### Selected passage

- - - - -

Chairs: Anne Marie Vinggaard & Mohamed Fathi
The toxicological impact of exposure to chemical mixtures is a significant and growing concern, yet these mixtures have only gradually begun to be incorporated into regulatory risk assessments. Key knowledge gaps remain regarding which and how many chemicals contribute to mixture effects in both the environment and humans. Additionally, scientific uncertainty persists around the validity of the dose addition principle for complex mixtures, particularly those consisting of numerous chemicals at low concentrations, as they occur in the human body. This session will address these challenges by presenting a novel experimental approach based on whole-mixture assessments to identify and quantify the risks posed by chemical mixtures extracted from real-life samples, those from the environment, food, and humans.
The innovative methodologies featured in this session combine a range of in vitro assays, effect-directed analyses, and large-scale suspect and non-targeted chemical profiling. A particular focus will be on a well-characterised human cohort of newborns, with chemical mixture drivers identified in cord blood and linked to adverse health outcomes such as reproductive toxicity (e.g., shortened anogenital distance) and developmental neurotoxicity (e.g., impaired IQ levels or increased risk of ADHD symptoms).

- - - - -

### Dataset entries
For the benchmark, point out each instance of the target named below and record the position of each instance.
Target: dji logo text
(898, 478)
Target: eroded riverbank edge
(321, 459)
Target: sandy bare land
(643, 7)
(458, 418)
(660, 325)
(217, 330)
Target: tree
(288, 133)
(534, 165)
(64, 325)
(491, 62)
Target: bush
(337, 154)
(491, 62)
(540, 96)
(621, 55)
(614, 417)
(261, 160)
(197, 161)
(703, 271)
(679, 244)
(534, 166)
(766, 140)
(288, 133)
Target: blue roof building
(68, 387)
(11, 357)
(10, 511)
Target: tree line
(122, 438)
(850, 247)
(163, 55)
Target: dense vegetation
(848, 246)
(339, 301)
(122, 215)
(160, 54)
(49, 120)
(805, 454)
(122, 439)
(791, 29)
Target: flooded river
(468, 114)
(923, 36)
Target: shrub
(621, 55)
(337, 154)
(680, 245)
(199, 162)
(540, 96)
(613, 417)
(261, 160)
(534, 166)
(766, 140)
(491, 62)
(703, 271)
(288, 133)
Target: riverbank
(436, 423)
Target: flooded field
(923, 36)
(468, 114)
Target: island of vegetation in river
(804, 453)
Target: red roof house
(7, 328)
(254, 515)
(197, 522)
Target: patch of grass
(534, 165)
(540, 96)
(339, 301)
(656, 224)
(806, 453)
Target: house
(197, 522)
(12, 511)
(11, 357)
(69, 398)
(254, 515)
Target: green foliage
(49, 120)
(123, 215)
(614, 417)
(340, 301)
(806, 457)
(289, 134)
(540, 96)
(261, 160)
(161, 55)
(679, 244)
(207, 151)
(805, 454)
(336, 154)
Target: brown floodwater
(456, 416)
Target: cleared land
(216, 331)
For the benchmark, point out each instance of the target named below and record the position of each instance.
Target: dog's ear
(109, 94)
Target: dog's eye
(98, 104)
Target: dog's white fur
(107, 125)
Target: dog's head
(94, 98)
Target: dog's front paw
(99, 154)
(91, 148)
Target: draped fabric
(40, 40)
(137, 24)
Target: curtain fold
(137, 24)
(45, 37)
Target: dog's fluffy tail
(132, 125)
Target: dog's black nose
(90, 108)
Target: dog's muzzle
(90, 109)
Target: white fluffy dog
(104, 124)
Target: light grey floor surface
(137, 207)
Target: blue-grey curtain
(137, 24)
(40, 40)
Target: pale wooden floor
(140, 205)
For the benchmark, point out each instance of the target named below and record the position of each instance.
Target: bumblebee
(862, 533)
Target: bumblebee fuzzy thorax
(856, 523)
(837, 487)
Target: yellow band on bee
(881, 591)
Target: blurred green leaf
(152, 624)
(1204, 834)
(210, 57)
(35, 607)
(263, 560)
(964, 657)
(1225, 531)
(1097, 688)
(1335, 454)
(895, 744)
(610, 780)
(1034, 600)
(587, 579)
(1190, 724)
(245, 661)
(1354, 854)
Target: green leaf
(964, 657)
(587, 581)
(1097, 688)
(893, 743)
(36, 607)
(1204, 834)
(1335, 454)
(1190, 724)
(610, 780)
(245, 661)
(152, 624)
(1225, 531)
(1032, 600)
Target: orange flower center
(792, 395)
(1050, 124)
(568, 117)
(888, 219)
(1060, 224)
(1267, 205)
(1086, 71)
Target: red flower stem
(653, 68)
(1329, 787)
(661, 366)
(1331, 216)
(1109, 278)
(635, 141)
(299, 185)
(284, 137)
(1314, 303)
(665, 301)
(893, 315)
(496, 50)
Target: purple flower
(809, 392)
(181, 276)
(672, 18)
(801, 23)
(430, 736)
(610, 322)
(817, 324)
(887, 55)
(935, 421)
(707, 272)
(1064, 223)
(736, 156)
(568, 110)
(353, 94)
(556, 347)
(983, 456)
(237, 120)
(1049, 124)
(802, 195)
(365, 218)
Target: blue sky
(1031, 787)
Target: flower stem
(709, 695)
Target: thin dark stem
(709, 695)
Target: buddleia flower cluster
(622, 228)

- - - - -

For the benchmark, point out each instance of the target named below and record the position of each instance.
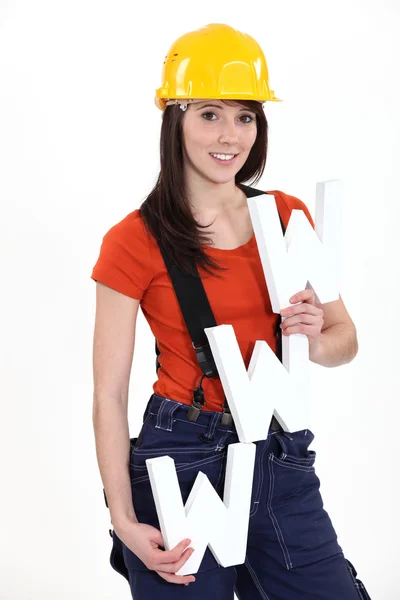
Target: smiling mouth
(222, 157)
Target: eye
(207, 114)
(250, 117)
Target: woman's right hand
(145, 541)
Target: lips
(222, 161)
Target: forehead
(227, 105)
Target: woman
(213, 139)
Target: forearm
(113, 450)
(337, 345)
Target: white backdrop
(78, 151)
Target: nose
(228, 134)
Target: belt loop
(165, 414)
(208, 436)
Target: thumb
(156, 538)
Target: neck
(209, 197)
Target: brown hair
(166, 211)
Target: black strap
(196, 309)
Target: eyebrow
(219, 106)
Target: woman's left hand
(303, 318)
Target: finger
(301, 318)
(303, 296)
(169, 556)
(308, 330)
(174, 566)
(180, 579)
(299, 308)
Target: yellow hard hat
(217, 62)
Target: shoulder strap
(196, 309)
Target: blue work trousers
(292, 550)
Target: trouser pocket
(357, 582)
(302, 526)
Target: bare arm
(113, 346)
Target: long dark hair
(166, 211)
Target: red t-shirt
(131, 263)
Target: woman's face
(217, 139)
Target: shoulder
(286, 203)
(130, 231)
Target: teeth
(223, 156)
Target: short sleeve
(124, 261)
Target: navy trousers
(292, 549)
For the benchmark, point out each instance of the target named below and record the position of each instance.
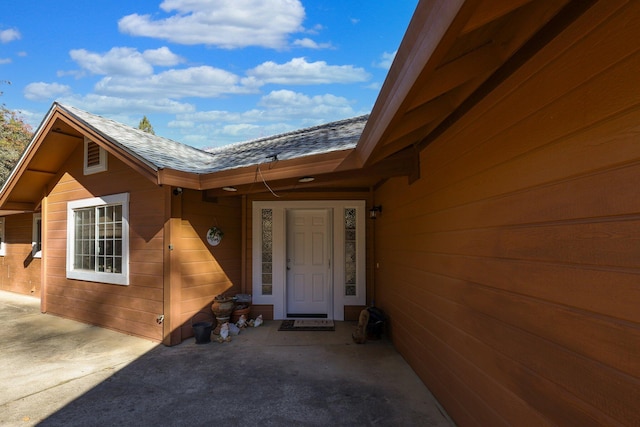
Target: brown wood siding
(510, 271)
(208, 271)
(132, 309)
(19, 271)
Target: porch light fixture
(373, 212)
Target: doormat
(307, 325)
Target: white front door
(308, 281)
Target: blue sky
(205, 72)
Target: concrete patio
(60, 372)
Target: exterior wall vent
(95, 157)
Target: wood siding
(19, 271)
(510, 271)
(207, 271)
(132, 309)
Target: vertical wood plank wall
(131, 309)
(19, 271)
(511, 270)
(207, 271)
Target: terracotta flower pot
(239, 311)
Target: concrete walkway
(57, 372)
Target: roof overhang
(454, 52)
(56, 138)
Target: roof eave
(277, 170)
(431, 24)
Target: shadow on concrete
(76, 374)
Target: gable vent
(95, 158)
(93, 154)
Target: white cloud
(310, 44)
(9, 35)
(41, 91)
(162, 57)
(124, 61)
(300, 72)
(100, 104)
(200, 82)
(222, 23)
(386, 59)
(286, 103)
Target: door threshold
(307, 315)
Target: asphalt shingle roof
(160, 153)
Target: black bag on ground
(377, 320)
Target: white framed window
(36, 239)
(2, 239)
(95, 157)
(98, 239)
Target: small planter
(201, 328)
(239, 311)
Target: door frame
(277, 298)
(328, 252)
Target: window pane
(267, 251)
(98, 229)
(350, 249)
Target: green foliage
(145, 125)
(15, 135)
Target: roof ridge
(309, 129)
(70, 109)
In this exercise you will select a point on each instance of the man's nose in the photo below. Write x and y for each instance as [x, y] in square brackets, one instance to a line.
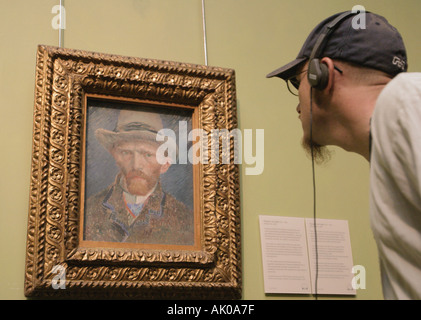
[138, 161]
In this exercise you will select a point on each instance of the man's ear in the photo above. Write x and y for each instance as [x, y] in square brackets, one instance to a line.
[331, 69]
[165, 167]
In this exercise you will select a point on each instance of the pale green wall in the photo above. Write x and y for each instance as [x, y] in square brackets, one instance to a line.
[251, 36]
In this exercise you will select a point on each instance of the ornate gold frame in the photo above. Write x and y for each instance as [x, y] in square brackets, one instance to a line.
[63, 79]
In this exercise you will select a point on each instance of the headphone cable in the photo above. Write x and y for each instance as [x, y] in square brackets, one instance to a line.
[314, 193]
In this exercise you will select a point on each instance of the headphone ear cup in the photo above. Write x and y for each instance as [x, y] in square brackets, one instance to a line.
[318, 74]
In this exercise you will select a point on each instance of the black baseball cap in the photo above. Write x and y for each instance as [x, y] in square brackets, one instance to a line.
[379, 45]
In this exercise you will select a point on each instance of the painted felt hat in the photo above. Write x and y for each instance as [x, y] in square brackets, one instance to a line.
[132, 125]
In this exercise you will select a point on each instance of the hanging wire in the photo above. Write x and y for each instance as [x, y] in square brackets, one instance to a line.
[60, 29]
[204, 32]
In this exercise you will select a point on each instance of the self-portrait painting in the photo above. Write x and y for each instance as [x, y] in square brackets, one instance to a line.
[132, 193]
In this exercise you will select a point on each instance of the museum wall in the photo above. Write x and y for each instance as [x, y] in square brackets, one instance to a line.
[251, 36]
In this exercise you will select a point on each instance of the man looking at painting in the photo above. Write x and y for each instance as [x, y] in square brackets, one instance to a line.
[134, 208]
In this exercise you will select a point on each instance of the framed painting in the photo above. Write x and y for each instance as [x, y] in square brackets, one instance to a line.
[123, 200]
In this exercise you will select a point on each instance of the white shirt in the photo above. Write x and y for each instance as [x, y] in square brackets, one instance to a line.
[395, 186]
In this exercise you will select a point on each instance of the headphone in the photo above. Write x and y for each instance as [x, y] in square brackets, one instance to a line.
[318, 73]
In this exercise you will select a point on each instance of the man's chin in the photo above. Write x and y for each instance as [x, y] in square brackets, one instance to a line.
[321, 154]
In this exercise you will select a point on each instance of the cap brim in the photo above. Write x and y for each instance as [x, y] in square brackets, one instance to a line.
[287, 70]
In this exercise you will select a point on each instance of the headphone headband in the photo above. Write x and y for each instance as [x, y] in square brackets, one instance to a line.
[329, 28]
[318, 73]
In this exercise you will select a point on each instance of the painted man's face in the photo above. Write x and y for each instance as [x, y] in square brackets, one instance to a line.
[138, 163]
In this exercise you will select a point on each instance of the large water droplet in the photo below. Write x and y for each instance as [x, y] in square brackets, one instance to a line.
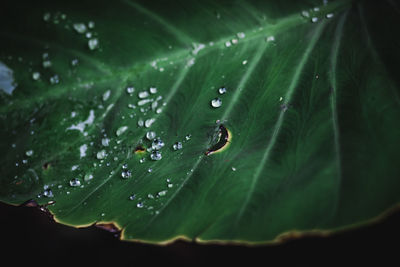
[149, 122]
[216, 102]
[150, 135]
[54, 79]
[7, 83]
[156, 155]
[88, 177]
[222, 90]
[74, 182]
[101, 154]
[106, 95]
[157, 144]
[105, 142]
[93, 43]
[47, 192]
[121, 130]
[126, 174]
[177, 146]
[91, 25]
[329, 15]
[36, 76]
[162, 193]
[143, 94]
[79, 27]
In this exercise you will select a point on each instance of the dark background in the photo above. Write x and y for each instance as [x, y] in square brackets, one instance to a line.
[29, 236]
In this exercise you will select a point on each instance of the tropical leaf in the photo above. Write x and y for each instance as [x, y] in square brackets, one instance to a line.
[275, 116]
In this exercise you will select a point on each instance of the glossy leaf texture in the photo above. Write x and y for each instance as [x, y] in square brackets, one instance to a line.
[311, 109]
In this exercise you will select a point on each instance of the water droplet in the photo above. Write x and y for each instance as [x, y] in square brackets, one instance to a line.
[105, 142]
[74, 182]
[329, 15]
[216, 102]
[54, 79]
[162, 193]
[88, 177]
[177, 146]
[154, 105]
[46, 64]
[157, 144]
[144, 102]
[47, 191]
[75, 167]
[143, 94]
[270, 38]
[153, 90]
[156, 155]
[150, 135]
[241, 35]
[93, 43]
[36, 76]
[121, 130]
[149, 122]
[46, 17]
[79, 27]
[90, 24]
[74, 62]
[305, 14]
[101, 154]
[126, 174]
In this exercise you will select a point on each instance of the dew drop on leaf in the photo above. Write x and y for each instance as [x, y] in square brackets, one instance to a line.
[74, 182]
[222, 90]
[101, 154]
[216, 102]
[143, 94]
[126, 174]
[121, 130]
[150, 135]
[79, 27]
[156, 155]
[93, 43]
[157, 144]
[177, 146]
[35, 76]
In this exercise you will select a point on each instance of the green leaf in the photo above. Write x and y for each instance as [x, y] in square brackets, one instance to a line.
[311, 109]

- - - - -

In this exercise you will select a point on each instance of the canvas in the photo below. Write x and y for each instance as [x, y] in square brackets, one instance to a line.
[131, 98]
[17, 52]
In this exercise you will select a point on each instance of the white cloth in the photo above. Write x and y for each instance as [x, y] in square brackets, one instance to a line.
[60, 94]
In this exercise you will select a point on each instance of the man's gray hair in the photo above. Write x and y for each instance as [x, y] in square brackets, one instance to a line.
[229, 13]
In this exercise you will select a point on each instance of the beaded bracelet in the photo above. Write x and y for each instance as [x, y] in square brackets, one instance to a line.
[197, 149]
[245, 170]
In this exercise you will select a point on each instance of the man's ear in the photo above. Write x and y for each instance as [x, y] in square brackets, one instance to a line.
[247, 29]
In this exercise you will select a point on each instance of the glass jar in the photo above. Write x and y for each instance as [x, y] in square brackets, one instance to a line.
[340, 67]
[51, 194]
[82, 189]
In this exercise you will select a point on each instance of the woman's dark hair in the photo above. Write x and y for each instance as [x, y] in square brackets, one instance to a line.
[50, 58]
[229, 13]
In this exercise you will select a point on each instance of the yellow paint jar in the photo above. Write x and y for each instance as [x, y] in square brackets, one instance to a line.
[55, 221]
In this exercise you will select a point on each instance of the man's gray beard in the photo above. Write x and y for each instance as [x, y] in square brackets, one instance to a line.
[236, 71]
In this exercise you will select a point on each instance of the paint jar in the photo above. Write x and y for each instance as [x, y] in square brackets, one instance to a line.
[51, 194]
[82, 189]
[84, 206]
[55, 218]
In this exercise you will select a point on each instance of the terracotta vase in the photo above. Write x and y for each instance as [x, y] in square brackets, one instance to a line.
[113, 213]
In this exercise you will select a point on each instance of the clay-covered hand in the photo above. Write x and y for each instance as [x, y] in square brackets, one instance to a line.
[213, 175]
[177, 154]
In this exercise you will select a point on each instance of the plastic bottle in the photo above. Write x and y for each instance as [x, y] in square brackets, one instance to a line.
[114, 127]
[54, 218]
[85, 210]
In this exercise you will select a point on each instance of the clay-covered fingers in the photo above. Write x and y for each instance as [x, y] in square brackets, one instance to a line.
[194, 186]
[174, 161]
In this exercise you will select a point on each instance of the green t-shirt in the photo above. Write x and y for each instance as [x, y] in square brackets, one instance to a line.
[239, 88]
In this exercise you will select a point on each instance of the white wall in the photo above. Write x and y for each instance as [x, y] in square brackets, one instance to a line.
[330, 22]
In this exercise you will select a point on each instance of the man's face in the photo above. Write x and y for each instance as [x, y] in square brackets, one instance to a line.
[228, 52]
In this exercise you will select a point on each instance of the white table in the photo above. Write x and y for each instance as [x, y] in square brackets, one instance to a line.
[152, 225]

- - - - -

### Questions to answer
(a) In the session description, condense the paragraph beginning "The innovative methodologies featured" into a short bulleted list that keeps its main facts.
(b) Please retype the session description starting at the words "The innovative methodologies" and ending after the words "of ADHD symptoms).".

### Task-by-task outputs
(a)
- Methods: in vitro assays, effect-directed analyses, and large-scale suspect and non-targeted chemical profiling
- Focus: a well-characterised cohort of newborns, with chemical mixture drivers identified in cord blood
- Linked outcomes: reproductive toxicity (e.g., shortened anogenital distance) and developmental neurotoxicity (e.g., impaired IQ or increased risk of ADHD symptoms)

(b)
The innovative methodologies featured in this session combine a range of in vitro assays, effect-directed analyses, and large-scale suspect and non-targeted chemical profiling. A particular focus will be on a well-characterised human cohort of newborns, with chemical mixture drivers identified in cord blood and linked to adverse health outcomes such as reproductive toxicity (e.g., shortened anogenital distance) and developmental neurotoxicity (e.g., impaired IQ levels or increased risk of ADHD symptoms).